__DOCUMENT SEGMENT__.
[Start of section]

I’ve had a busy couple of days dealing with various forms of abuse on Twitter as a result of a meme I made. Referencing a Cillit Bang advert, the meme was made to reflect on my belief that Joanna Cherry, MP for Edinburgh South West, is a trans exclusionary radical feminist – as well as support for her Labour opponent in the coming election.
This meme was shared by the Labour candidate, after a mutual friend passed it on to her, and this is where the abuse started. Admittedly, by owning up to creating the meme I should have been prepared for the extent of this abuse – but I really wasn’t. Cherry’s supporters (as well as readers of the popular nationalist blog, Wings Over Scotland) trawled through all of my social media – including LinkedIn, from which they made threats to contact my university and former employers – as well as this very website where they made threats regarding the tours I offer in Edinburgh and future projects I have related to feminism in Palestine and Lebanon.
Unsurprisingly, this also evolved into homophobic abuse as well as accusations that I want to harass women. Whilst the latter is a fairly obvious paradox of the former, I don’t feel under any pressure to address these claims as they are designed to be ridiculous and inflammatory.
As a cisgender man, albeit a member of the LGBTQI+ community, I understand that my role in this conversation is limited. I generally spend more time tackling the instances of transphobia that gay men are guilty of rather than tackling trans exclusionary radical feminism. Nevertheless, in an election campaign I am more than entitled to express my preference for candidates based on the unsavory views of the incumbent. I am also allowed to defend myself against exaggerated claims against my character and online abuse.
As a gay man, I personally feel disgusted that some people out there continue to repeat the mantra that trans exclusionary radical feminist (shortened to terf) is a slur. I’ve been called f****t on the streets far too many times to take this seriously. You are excluding trans people, you self identify as a radical feminist, and you are co-opting an equal rights movement to further your own bigotry. It’s an accurate term, not a slur.
You discredited my work, you told me I looked like a sex offender, you attempted to continue your abuse with my friends who interact with me on Twitter. Whenever you are called out on this you claim you are a victim. This is an age old tactic, more recently popularised by the alt-right, and I’m glad we live in a world where more and more people can see through it.
Meanwhile, there are plenty of fantastic feminist organisations (Engender, Scottish Women’s Aid, Rape Crisis Scotland, Close the Gap, Zero Tolerance, Equate Scotland) who have spoke up against your ideology and methods of disseminating it. There’s a certain hypocrisy to your claims that I am silencing women whilst you simultaneously aim to silence major women’s organisations in Scotland, as well as trans women and their cisgender supporters.
I am glad these organisations exist to prove that you are not what feminism is about. I certainly won’t be taking lectures on feminism from Wings Over Scotland, who has notably made misogynistic, transphobic and homophobic statements in the past – and even took a lesbian MSP to court for defamation after he was called out on his homophobia.

[End of section]

__EXCERPTED RECORDS__.
[Start of section]

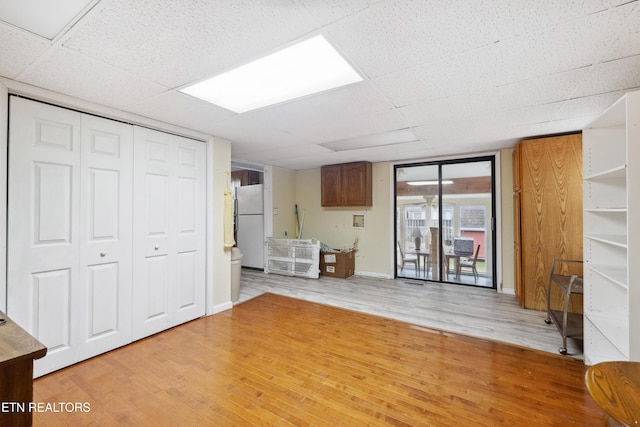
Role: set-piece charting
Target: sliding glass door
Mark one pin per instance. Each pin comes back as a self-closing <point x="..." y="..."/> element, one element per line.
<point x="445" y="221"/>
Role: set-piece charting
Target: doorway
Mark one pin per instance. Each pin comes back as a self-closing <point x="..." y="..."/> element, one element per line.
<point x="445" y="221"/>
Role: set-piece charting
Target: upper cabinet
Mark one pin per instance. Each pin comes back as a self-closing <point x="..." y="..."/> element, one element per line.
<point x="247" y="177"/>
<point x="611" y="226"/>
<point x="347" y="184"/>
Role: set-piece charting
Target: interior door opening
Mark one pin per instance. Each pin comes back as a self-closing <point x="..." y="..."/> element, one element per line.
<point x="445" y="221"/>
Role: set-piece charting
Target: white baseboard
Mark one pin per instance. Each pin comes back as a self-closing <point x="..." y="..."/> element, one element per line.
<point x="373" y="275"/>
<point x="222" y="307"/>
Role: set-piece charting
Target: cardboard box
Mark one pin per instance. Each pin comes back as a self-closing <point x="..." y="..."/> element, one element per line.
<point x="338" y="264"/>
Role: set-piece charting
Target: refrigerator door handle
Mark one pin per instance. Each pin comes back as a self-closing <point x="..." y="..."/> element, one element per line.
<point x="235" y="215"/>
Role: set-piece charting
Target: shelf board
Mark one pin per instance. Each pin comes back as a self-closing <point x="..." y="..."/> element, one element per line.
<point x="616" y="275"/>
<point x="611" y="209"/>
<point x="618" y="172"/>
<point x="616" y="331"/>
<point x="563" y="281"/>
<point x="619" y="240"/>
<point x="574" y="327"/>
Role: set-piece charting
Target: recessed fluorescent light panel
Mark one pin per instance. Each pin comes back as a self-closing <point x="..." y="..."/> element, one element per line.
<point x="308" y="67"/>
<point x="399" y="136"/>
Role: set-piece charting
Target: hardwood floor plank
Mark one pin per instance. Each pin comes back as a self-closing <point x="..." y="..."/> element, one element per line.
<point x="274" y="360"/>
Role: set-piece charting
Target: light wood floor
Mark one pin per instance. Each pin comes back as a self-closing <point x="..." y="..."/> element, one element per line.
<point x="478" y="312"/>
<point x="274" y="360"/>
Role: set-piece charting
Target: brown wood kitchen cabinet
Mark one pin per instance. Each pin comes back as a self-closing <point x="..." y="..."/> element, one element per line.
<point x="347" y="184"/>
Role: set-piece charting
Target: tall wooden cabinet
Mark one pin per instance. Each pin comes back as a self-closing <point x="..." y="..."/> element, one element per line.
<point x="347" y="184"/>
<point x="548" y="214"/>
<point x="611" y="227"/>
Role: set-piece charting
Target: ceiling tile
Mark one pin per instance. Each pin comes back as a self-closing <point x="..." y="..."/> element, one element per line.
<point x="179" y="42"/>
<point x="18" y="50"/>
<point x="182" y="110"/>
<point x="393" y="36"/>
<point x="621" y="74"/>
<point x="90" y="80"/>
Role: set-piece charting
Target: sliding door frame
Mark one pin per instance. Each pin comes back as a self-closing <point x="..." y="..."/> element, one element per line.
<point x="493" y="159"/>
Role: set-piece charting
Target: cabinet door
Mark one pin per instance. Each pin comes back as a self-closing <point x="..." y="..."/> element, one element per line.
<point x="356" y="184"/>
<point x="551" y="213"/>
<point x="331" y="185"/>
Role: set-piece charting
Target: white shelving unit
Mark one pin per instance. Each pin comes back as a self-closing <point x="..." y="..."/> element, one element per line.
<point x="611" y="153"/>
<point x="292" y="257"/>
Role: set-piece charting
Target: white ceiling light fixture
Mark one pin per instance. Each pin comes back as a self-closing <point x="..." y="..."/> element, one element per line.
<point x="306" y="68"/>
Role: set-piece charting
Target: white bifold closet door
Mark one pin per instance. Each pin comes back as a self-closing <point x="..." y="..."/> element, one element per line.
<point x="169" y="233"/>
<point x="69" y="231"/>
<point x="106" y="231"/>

[End of section]

__WHAT TO WORK ON__.
1. Reproduce, word for word, the section of the post about the Twitter abuse over the meme that begins with the words containing "I am glad these" and ends with "on his homophobia.".
2. Write the next part of the post about the Twitter abuse over the meme, picking up after its final sentence.

__WRITTEN ANSWERS__.
1.
I am glad these organisations exist to prove that you are not what feminism is about. I certainly won’t be taking lectures on feminism from Wings Over Scotland, who has notably made misogynistic, transphobic and homophobic statements in the past – and even took a lesbian MSP to court for defamation after he was called out on his homophobia.

2.
I supported independence. I have voted for the SNP in every Westminster, Scottish Parliament and EU election I have been eligible to vote in. I was even a member of the party for a little while. Whilst I am only one voter with an essentially non-existent platform, it is with a truly heavy heart that I have to state that I can no longer bring myself to vote for a party that enables this kind of toxic rhetoric to continue.
So congratulations, trans exclusionary radical feminists. Not only have you solidified my belief that Joanna Cherry should be unseated in this election, but given I live in Edinburgh East you’ve also lost Tommy Sheppard a vote. I know many of my LGBTQI+ friends and acquaintances feel the same way. Perhaps rather than demonising the Scottish Green Party for contesting, you should spend more time ensuring you have a better political message.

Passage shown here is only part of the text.